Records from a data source
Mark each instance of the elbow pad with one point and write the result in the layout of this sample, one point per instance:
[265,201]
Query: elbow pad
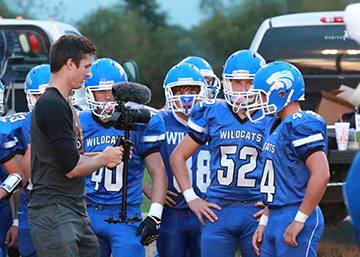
[11,183]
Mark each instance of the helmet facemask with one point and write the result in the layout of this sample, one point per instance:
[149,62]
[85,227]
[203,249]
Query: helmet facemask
[212,87]
[260,105]
[32,95]
[237,92]
[183,102]
[101,109]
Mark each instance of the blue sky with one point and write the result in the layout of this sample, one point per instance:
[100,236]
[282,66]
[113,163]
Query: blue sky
[182,12]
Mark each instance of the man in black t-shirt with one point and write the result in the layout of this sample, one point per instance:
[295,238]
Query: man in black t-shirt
[57,216]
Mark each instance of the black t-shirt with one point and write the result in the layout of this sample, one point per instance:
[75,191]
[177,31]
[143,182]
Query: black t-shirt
[54,153]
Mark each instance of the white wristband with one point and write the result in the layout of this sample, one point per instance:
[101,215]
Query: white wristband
[301,217]
[189,195]
[156,210]
[15,222]
[263,220]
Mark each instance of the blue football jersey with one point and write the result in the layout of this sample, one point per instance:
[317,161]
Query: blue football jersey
[198,164]
[104,185]
[234,145]
[284,173]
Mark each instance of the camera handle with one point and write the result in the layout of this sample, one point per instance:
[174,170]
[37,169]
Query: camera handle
[126,143]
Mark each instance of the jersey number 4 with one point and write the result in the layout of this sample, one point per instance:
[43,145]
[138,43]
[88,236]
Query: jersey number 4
[267,184]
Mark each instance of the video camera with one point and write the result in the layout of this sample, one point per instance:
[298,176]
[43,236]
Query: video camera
[130,98]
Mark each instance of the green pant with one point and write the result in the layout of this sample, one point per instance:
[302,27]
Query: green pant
[60,232]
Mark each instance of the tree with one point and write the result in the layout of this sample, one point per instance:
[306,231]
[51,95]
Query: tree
[148,10]
[122,34]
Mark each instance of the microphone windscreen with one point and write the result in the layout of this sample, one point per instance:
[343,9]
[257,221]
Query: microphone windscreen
[131,92]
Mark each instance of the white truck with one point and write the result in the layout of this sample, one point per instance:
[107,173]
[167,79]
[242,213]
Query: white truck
[25,44]
[318,44]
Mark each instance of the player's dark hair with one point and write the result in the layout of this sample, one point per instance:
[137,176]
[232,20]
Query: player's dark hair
[69,46]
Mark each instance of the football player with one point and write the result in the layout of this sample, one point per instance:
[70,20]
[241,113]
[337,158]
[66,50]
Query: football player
[212,81]
[180,230]
[234,143]
[35,84]
[293,163]
[103,187]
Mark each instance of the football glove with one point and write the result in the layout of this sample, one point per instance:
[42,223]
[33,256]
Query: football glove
[149,230]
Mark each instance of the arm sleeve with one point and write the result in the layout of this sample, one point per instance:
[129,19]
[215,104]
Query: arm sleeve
[309,137]
[152,136]
[197,128]
[57,124]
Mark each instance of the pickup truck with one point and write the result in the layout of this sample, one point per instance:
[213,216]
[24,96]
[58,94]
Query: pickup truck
[318,44]
[26,43]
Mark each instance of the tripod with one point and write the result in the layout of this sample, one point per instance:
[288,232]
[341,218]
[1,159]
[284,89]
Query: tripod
[126,143]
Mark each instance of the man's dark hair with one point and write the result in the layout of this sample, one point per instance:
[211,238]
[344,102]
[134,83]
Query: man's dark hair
[69,46]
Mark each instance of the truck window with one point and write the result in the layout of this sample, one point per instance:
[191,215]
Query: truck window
[20,50]
[324,54]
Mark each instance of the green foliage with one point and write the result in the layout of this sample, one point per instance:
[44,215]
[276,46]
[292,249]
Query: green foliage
[138,30]
[122,34]
[5,12]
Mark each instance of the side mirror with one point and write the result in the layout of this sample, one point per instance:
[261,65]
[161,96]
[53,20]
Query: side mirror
[131,69]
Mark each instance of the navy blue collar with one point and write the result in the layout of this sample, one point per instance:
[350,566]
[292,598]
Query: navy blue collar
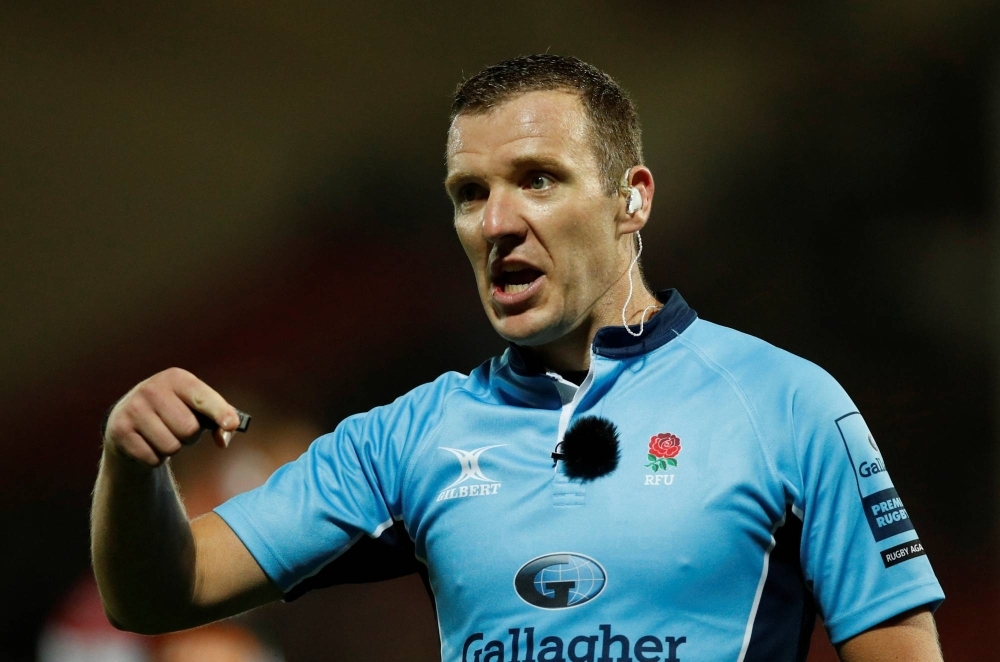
[614,342]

» What needs to be done: Word for word, set down every record, keeping the images out.

» Response below:
Mark each instance of the elbow pad with one point and write the result in the layout of this sample, one point per instance:
[265,201]
Query: elbow pad
[11,183]
Mark each instance of the helmet facemask with one point and write the result in the layout of this sample, one point per instance:
[149,62]
[85,227]
[203,249]
Query: helmet facemask
[212,87]
[260,105]
[32,95]
[237,92]
[183,102]
[101,109]
Mark each instance of the blue sky with one point and write the result in the layout of this sample, one point per instance:
[100,236]
[282,66]
[113,163]
Query: blue sky
[182,12]
Mark each instance of the man in black t-shirt with one point and write the result in the layout of this sample, one point per instance:
[295,238]
Query: man in black t-shirt
[57,216]
Mark each instance of the black t-shirt with one point and write the result in the layout of this sample, one point per instance:
[75,191]
[177,31]
[143,182]
Query: black t-shirt
[54,153]
Mark each instance of the white wristband with one point and write the result in the layout of this sample, one point per instance:
[101,215]
Query: white wristband
[301,217]
[189,195]
[156,210]
[15,222]
[263,220]
Mark each instance of the blue football jersey with one point and write the result in the layout of this sample, one point per instance:
[317,161]
Query: blue football jersey
[198,164]
[104,185]
[234,145]
[284,173]
Mark each instance of the camera handle with one point and write the result in the layout of this sample, one point per instance:
[174,170]
[37,169]
Query: camera handle
[126,143]
Mark each instance of the jersey number 4 with one point and write the result in the layout of this sample, one point per instance:
[43,145]
[138,43]
[88,236]
Query: jersey number 4
[267,184]
Mark each instance of the video camera with one point and write the result in the layout of this sample, one point per instance:
[298,176]
[43,236]
Query: video camera
[130,98]
Mark each instance of the green pant with one point and write the result in the layout of this sample, one point per instance:
[302,27]
Query: green pant
[60,232]
Mark each instance of the tree with one point and write the result in the layout of this sample, one point per instance:
[306,231]
[51,95]
Query: tree
[148,10]
[122,34]
Mark each instance of the microphone windscreen with one point and write the result in the layout of this sample, one point per instance:
[343,9]
[257,221]
Query: microphone windscreen
[131,92]
Mark each instance of the white truck with one point and write the result in the layout of this sample, one point per instance:
[107,173]
[167,79]
[242,213]
Query: white truck
[25,44]
[318,44]
Mark each instance of the player's dark hair with one point and write the result in the layout of this sample, one point per instance:
[137,176]
[232,20]
Query: player's dark hair
[69,46]
Mark each instance of the football player with one point and write the result in the layout of this sample, one point per instance:
[70,20]
[241,113]
[337,158]
[66,50]
Query: football player
[212,81]
[180,230]
[234,143]
[35,84]
[293,163]
[103,187]
Mark each instance of the football glove with one point and write the result in the layout of this sample, one point per instance:
[42,223]
[33,256]
Query: football glove
[149,230]
Mark each instance of the arm sleeve with one point and write the result in the layout of this sample, one point per instance:
[129,19]
[215,104]
Query: arm sleeve
[309,137]
[152,136]
[197,128]
[57,124]
Mark each instance of the pickup truck with one point and write the result in the layout of this sample, one point per instance:
[213,216]
[24,96]
[58,94]
Query: pickup truck
[318,44]
[26,43]
Mark each instance of the tripod with one point and write the result in the layout of this sample, one point per instance:
[288,232]
[341,218]
[1,159]
[284,89]
Query: tripod
[126,143]
Mark each instance of the man's dark hair with one point and write the result in the layout of this sample, one point per instance:
[211,238]
[344,102]
[134,83]
Query: man's dark hair
[69,46]
Mark each instance of the truck window with one point and write the result in the layout of this sample, one point per instance:
[191,215]
Query: truck window
[20,50]
[324,54]
Mark each instance of the green foliage with one point and write the result in the layout of this sample, one point per instance:
[44,215]
[276,46]
[292,249]
Query: green foliage
[138,30]
[122,34]
[5,12]
Mark each instance of the side mirror with one point and write the result in the layout of this sample, one point per instance:
[261,65]
[161,96]
[53,20]
Query: side mirror
[131,69]
Mark each instance of the navy blue collar with one point and write the result in the layout of this sample, one point per instance:
[350,566]
[292,598]
Query: navy blue collar
[614,342]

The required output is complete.